* [TASK REQUIREMENTS] Below is a listing; copy all of it exactly.
=== EXTRACTED MATERIAL ===
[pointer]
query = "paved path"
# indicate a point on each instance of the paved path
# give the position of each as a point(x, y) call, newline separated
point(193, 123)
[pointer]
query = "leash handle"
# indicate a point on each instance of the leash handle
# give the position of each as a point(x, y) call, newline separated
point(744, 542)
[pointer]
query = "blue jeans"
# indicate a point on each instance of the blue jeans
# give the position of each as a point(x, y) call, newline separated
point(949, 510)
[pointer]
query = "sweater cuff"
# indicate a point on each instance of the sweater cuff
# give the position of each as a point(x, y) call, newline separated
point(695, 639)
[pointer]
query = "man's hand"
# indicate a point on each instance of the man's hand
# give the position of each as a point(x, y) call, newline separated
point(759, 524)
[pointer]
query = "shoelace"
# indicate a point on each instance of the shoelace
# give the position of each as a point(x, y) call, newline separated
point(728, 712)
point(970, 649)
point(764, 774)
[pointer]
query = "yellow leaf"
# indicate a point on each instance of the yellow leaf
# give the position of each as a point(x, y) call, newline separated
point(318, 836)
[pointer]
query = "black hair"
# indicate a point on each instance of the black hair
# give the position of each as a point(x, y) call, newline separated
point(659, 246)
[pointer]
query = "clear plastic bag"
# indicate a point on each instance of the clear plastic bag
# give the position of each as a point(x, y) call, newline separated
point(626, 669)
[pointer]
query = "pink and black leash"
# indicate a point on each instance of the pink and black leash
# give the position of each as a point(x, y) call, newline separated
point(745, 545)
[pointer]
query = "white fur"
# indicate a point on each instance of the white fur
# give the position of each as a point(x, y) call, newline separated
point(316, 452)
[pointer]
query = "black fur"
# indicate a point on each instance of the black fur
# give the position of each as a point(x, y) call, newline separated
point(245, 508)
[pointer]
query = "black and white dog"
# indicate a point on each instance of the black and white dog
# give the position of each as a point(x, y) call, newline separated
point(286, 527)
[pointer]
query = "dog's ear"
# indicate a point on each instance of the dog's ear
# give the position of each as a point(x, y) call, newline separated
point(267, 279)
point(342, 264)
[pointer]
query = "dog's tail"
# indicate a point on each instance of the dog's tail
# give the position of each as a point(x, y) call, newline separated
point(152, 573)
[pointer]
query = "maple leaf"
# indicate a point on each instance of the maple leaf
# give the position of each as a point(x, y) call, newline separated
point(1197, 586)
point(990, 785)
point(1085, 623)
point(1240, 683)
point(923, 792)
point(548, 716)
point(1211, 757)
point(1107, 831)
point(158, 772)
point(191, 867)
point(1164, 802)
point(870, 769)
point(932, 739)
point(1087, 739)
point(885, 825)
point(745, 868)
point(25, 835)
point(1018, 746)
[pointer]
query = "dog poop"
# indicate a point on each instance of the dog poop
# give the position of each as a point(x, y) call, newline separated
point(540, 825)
===
* [OUTPUT FOR THIS TASK]
[pointer]
query = "paved path"
# indicate a point on each instance of the paved path
# give the position of each as a point(x, y) call, newline separated
point(193, 123)
[pointer]
query = "leash handle"
# indicate a point on each instance of the leash handle
# give the position of each as a point(x, y) call, newline separated
point(744, 542)
[pointer]
query = "blue jeans"
# indicate a point on each instance of the blue jeans
# give the position of each as a point(x, y) call, newline separated
point(949, 510)
[pointer]
query = "sweater cuff"
# indicate a point on each instance of the sweater cuff
# give the position of each as a point(x, y) call, newline separated
point(695, 639)
[pointer]
query = "man's hand"
# indicate a point on each instance of the man's hand
# give the position of each as a point(x, y) call, newline separated
point(759, 524)
[pointer]
query = "shoelace"
# indicate a point on each instance of the shoelace
# give the position of each as a point(x, y) call, newline separated
point(728, 712)
point(970, 649)
point(764, 774)
[pointer]
query = "yellow leaf"
# indicate a point on each instance of the yellow leaf
# give the position of each as a point(x, y) call, newline separated
point(318, 836)
[pointer]
query = "black hair"
# indicate a point on each instance of the black hair
# give the position of each as a point(x, y) call, newline separated
point(659, 246)
[pointer]
query = "clear plastic bag"
# indicate a point on each instance of the clear plastic bag
# give the position of each as a point(x, y) call, newline separated
point(626, 669)
[pointer]
query = "pink and black leash"
# indicate a point on each instance of the pink and black leash
# give the position of each as a point(x, y) call, newline separated
point(745, 545)
[pointer]
query = "white fur"
# indicate a point on each instance of the white fur
# give the position of each as a point(x, y) call, newline separated
point(316, 452)
[pointer]
query = "black fur"
# indicate a point on each instance of the black fur
# give the position of each as a point(x, y) call, newline separated
point(245, 508)
[pointer]
query = "black and white dog"
# indicate a point on each instance of the black and white dog
# give the position of each as a point(x, y) call, newline separated
point(286, 527)
[pointer]
query = "dog's ear"
# indicate a point on each instance of the dog's ear
# give the position of each as a point(x, y) call, newline separated
point(267, 279)
point(342, 264)
[pointer]
query = "dog's tail"
# indicate a point on each instance of the dog's tail
# give the position of each as a point(x, y) call, newline separated
point(152, 573)
[pointer]
query = "maple leaf"
# indicate a point on each instance of the maple leaf
# give the position of each as a point(x, y) call, newline separated
point(1197, 586)
point(990, 785)
point(1085, 623)
point(1240, 683)
point(923, 792)
point(548, 716)
point(1211, 757)
point(1107, 831)
point(158, 772)
point(191, 867)
point(1164, 802)
point(870, 769)
point(932, 739)
point(1087, 739)
point(885, 825)
point(745, 868)
point(25, 835)
point(1018, 746)
[pointer]
query = "dog poop"
# indicate a point on each instance of the dog poop
# give the position of each as a point(x, y) call, newline separated
point(540, 825)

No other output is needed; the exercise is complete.